---------- PASSAGE

The series was produced by Ben Fong and script supervised by Poon Man-hung, with direction handled by Fong alongside a rotating team of directors. It marks TVB's first medical drama focused on pediatric surgery, utilizing a team of professional doctors as technical consultants throughout filming. The set for the fictional Princess Anne Hospital was modeled after the Hong Kong Children's Hospital, with principal photography taking place from August to December 2020. The series also marked Linda Chung's return to television after a six-year hiatus from the industry.

== Music ==
The soundtrack consists of 4 individually released singles as follows:

Track Listing
| No. | Title | Lyrics | Music | Artist(s) | Length |
|---|---|---|---|---|---|
| 1. | "Cherish (好好珍惜自己)" | Cheung Mei-yin | Linda Chung, Nick Wong | Linda Chung | 3:45 |
| 2. | "Couldn't Tell (不敢開口)" | Vivian Koo | Andy Ho & Johnny Yim | Vivian Koo | 4:37 |
| 3. | "Fear In My Heart (我會害怕)" | Hayes Yeung | Johnny Yim & Alan Cheung | Hana Kuk | 3:46 |
| 4. | "Never Too Late" | Quinn Lui | Kong Fai & Marley Chan & Chan Chung-wai | Quinn Lui | 3:53 |

==Reception and ratings==

Kids' Lives Matter garnered mainly positive reviews from the audience and media, who commented on the show's "convincing" acting and "moving" storyline. Lam Chun-king from HK01, on the one hand, criticized the series's overall storyline direction for being old-fashioned but nevertheless indicated "the compactness of the script, the richness of the story's content, and the actors' performance set the show as a TVB's masterpiece in recent years and a classic among medical dramas".

--------------------
---------- THE DATA

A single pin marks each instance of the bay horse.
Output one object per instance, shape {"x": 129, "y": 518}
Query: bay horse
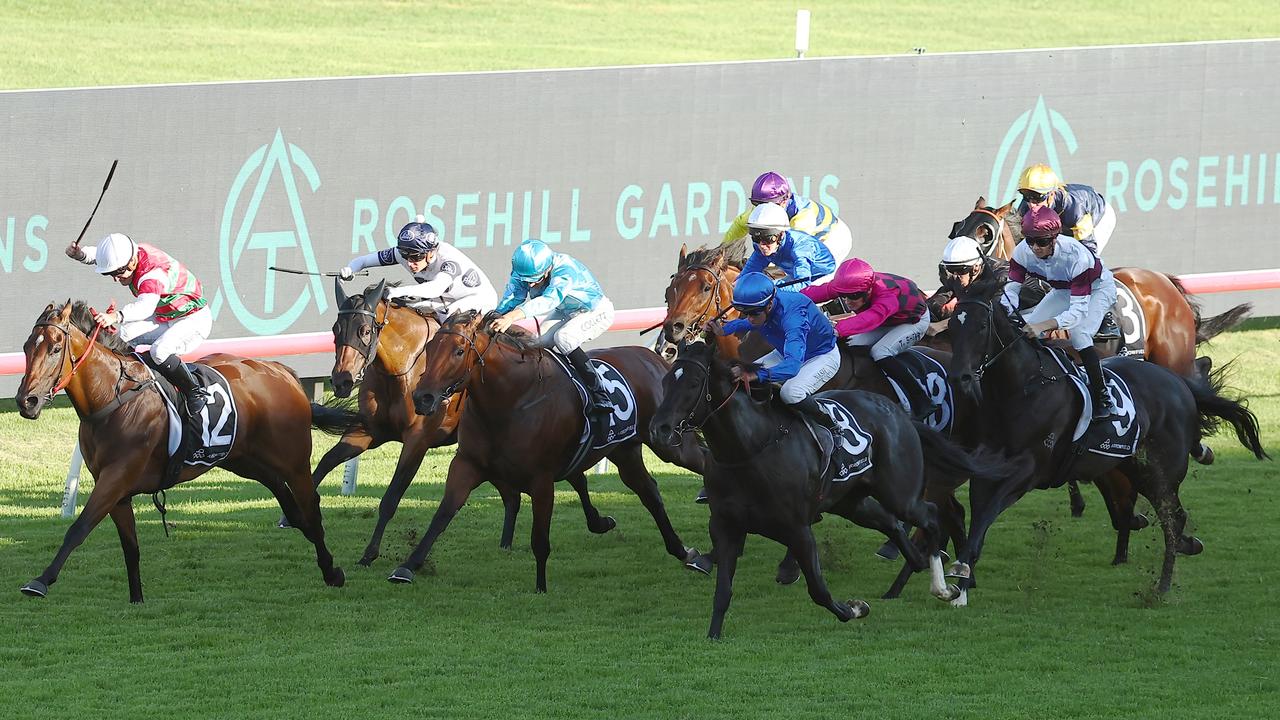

--------------------

WHAT TO WORK ON →
Using the passage on Kids' Lives Matter, answer:
(a) Which real hospital was the set for the fictional Princess Anne Hospital modeled after?
(b) Who is the artist on "Fear In My Heart (我會害怕)"?
(c) What outlet is Lam Chun-king from?

RESPONSE TO THIS EXERCISE →
(a) The Hong Kong Children's Hospital
(b) Hana Kuk
(c) HK01